Activity: The entries that follow should be written out exactly.

Records shown:
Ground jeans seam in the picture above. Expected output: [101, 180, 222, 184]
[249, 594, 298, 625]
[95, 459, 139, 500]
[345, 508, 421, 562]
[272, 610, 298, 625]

Solution to the problem:
Ground jeans seam in the picture above. Expected output: [101, 180, 222, 184]
[249, 594, 298, 625]
[95, 459, 139, 500]
[345, 508, 421, 562]
[272, 610, 298, 625]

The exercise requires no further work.